The listing below is to be output in its exact form.

◇ ◇ ◇

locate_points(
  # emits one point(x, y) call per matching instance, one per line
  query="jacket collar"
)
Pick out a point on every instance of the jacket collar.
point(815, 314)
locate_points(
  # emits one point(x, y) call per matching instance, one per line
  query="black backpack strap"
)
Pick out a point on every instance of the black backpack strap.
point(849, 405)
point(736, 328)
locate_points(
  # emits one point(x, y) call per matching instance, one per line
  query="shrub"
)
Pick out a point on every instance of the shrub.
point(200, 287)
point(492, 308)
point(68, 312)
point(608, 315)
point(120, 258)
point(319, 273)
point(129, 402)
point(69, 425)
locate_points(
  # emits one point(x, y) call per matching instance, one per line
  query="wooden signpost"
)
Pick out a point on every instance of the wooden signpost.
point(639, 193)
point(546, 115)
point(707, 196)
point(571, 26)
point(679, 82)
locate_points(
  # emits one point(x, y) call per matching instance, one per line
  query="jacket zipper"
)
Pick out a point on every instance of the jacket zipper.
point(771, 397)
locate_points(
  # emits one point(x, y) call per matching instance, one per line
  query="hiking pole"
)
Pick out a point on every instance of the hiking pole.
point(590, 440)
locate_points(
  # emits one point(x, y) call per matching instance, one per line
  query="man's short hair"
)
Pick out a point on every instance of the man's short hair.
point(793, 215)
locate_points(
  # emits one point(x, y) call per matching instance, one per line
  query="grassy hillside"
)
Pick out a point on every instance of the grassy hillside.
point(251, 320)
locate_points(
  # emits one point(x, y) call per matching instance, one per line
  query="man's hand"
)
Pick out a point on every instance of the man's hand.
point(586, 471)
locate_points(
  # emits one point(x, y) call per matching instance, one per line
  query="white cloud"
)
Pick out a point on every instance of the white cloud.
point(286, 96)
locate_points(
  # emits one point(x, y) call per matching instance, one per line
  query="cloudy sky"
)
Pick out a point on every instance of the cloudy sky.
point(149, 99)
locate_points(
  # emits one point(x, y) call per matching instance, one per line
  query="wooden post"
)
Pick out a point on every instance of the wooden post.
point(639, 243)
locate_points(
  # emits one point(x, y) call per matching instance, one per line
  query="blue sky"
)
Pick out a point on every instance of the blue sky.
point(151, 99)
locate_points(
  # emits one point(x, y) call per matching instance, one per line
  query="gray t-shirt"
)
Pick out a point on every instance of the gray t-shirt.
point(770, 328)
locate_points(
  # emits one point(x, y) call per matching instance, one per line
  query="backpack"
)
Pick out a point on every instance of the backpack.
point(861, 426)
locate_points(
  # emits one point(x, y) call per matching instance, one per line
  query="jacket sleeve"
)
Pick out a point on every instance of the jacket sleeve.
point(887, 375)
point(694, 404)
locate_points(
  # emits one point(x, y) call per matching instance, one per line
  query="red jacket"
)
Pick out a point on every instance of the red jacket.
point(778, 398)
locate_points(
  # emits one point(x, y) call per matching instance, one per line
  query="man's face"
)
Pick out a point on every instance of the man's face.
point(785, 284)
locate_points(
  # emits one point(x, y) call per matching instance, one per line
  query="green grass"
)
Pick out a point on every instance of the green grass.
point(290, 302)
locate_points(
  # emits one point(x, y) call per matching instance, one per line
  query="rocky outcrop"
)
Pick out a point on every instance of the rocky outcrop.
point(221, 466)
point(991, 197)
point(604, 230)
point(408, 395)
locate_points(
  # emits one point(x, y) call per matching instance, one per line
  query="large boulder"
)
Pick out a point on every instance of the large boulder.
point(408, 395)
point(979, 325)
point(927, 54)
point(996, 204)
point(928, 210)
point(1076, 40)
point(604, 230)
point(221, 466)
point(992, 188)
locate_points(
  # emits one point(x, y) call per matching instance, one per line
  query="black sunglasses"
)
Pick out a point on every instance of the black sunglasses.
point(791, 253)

◇ ◇ ◇

[Response for this exercise]
locate_points(
  # emits one point(x, y) call per matching instance, one per line
  query="jacket collar"
)
Pick out a point on every instance of the jacket collar.
point(815, 314)
locate_points(
  # emits one point(x, y) call per matching instance, one per line
  query="black backpack strap"
)
Pick out a point on every instance of the black backpack strap.
point(849, 405)
point(736, 328)
locate_points(
  # emits one point(x, y) call per matching instance, one per line
  query="shrub"
)
Pick out a point on every instance of the shrub.
point(200, 287)
point(492, 308)
point(68, 312)
point(608, 315)
point(120, 258)
point(319, 273)
point(129, 402)
point(69, 425)
locate_points(
  # emits one point(x, y) call per matching instance, one per line
  query="wooden signpost"
)
Pick out a point on every instance of the wooden signpost.
point(639, 193)
point(546, 115)
point(707, 196)
point(571, 26)
point(679, 82)
locate_points(
  # emits one point(x, y) call per matching instance, one per line
  query="jacket zipper"
)
Pick out a point on every instance of the jacket zipper.
point(771, 397)
locate_points(
  # emits one point(x, y) call per matching instance, one per line
  query="hiking pole"
)
Pick out a point on every instance of the hiking pole.
point(590, 440)
locate_points(
  # emits one point(x, y) call per matching instance, one per line
  query="man's short hair"
)
Pick out a point on every instance of the man's short hair.
point(793, 215)
locate_points(
  # emits one point(x, y) call per matching instance, one per line
  query="grassy hillside"
)
Pick out a point on every instance of the grassy hillside.
point(251, 320)
locate_points(
  # emits one point(x, y) call per matching instance, one per line
  query="man's hand"
)
Pick out a point on every instance of the man's hand.
point(586, 471)
locate_points(
  # emits one point(x, y) call per matching instance, one per line
  query="white cloud"
)
Pick out a point on every instance of the white cloud.
point(286, 96)
locate_points(
  # emits one point(x, y) call per matching instance, one per line
  query="cloudy sky"
)
Pick out a point on every instance of the cloudy sky.
point(149, 99)
locate_points(
  # emits one point(x, y) call per matching instance, one per line
  query="wooden post"
)
Pick out a point on every instance of the wooden post.
point(639, 243)
locate_points(
  # emits one point(x, y) call per matching instance, one per line
  query="blue sky"
)
Pick out a point on every instance of the blue sky.
point(151, 99)
locate_points(
  # emits one point(x, y) call per matching instance, one per line
  query="gray t-shirt"
)
Pick out a point on every instance of the gray t-shirt.
point(770, 328)
locate_points(
  # emits one point(x, y) call per matching instance, one per line
  query="backpack"
)
Pick out a point on every instance of the backpack.
point(861, 426)
locate_points(
  # emits one point(x, y) call per matching instance, one per line
  query="jacket sleeve"
)
Pick out a point on every instance of the jacket sleeve.
point(887, 375)
point(694, 404)
locate_points(
  # emits one point(x, y) call per matching instance, one per line
  query="red jacket"
)
Pick out a point on every instance of the red jacket.
point(778, 398)
locate_points(
  # emits one point(x, y) call per matching instance, one per line
  query="man's face"
)
Pick out a point on every instance of the man's face.
point(785, 284)
locate_points(
  # emits one point(x, y) call per matching instance, one per line
  query="green grass"
)
Pick out a point on every instance of the green grass.
point(290, 302)
locate_points(
  # emits one point(x, y) call per matching instance, one per line
  query="rocky outcrop"
)
Pick out a point on every instance of the rocky outcrop.
point(221, 466)
point(991, 197)
point(604, 230)
point(408, 395)
locate_points(
  # emits one point(x, y) call per matching instance, one per line
  query="large boulder"
)
Pick out a point on every instance of the large boulder.
point(408, 395)
point(979, 325)
point(927, 54)
point(996, 204)
point(928, 210)
point(1076, 40)
point(604, 230)
point(221, 466)
point(992, 188)
locate_points(
  # emits one point(x, y) call per matching instance, one per line
  query="black sunglasses"
)
Pick out a point on every instance of the black sunglasses.
point(791, 253)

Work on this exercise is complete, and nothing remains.